SOURCE DOCUMENT.
Spatial indexing in a relational database using HEALPix
For performing spatial queries such as a cone search, using standard SQL queries on a relational table of the size of the RASS photon catalogue (about 100 million records), one needs to take special care. As an example consider the following naive implementation in SQL of a simple cone search (SCS) on a catalogue:
SELECT *
FROM RASS_PHOTONS
WHERE 2 * ASIN( SQRT(SIN(($DEC_C-DEC)/2)
* SIN(($DEC_C-DEC)/2) + COS($DEC_C) * COS(DEC)
* SIN(($RA_C - RA)/2) * SIN(($RA_C - RA)/2))) <= $SR_C
This is an example SQL for a Simple Cone Search on the RASS_PHOTON table containing all the photons observed with the ROSAT satellite in its all-sky survey mode. It is assumed that the position is stored in two columns, RA and DEC. The parameters of the cone search are given by $RA_C, $DEC_C and $SR_C. Note, the expression in this query is obtained from the cone search SQL implementation extracted from AstroGrid's PAL library, in particular from the visit(Circle) method in their Java class org.astrogrid.datacenter.queriers.sql.AdqlQueryTranslator.
In order to avoid using CPU-expensive trigonometric functions we have followed the example of the SLOAN Digital Sky Surevy (SDSS, HTM) and stored positions of sources on the sky also in Cartesian coordinates on the unit sphere. The advantage of this is that now the statement of the cone search is a simple linear expression that can be rapidly computed:
SELECT * FROM RASS_PHOTONS WHERE X*$X_C+Y*$Y_C+Z*$Z_C >= $COS_SR
Example of an SQL query implementing an SCS using the cartesian coordinates on the unit sphere. It is assumed that the columns X, Y and Z store these coordinates. The parameters of the cone search have to be translated (once) into the parameters $X_C, $Y_C and $Z_C. The parameter $COS_SR is the cosine of the search radius.
For tuning the performance of the most common, spatial queries such as the SCS one needs to configure the database such that table records for those photons that are nearby in space are also nearby on disk. The common way for tuning a relational database for fast query performance is to define so-called indices on one or more of the table columns. Standard data structures for implementing such indices, such as the B-tree or hash table (see any book on database design, for example Garcia-Molina et al, are not quite applicable in our case, the reason being that they are inherently one-dimensional: they cannot capture the two-dimensional patterns inherent in a spatial distribution of objects on the sky.

PROBLEM REQUIREMENTS.
Carry on the write-up on spatial indexing with HEALPix in a relational database, starting right after its last sentence.

INFORMATION GIVEN.
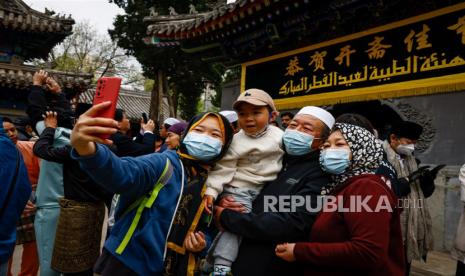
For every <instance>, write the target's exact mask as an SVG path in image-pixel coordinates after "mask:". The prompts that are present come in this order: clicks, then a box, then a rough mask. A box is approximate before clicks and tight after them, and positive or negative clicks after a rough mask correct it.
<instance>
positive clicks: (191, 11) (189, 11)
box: [189, 4, 199, 14]
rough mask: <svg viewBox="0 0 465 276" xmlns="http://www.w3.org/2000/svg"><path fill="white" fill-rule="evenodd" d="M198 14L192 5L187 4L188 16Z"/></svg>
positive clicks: (193, 5)
mask: <svg viewBox="0 0 465 276" xmlns="http://www.w3.org/2000/svg"><path fill="white" fill-rule="evenodd" d="M198 13H199V12H198V11H197V10H196V9H195V6H194V5H193V4H189V14H198Z"/></svg>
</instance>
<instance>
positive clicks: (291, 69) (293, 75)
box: [286, 56, 304, 76]
mask: <svg viewBox="0 0 465 276" xmlns="http://www.w3.org/2000/svg"><path fill="white" fill-rule="evenodd" d="M286 70H287V73H286V76H294V75H295V74H296V73H298V72H300V71H302V70H304V68H302V67H300V66H299V59H298V58H297V56H295V57H294V58H293V59H291V60H290V61H289V65H288V66H287V67H286Z"/></svg>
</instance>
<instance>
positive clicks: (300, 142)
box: [283, 129, 314, 155]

ANSWER TO THE EXERCISE.
Some databases offer enhanced, multi-dimensional indexing mechanism (for example using R-Trees, see Garcia-Molina et al), but we have at first chosen to implement an explicit type of spatial indexing using the freely available HEALPix pixelization package (Górski, Hivon,and Wandelt 1999). The HEALPix pixelization divides the sky up in pixels of equal area, organized in bands of constant latitude. These were actually the requirements on the algorithm and are especially useful for analysis of diffuse background radiation such as the Cosmic Microwave Background. The HEALPix team has written a software package supporting the algorithm, in Fortran 90, C and IDL. We have used a prototype Java-port of this code provided by William O'Mullane for our implementations, and have added some of our own ports of various routines not yet included in there.
The aspect of the algorithm that is of use for our purposes is the recursive-indexing algorithm. HEALPix comes in two pixel indexations, assigning integer numbers to the pixels according to two different prescriptions. In one the pixels are counted in rings of equal latitude, starting at the North Pole. This indexation is especially useful for all sky analysis routines like spherical FFTs. For our purposes the recursive scheme is of more interest. Here pixels are indexed in such a way that pixels at a certain resolution level that are contained in a given pixel at a lower resolution have index values that are close together.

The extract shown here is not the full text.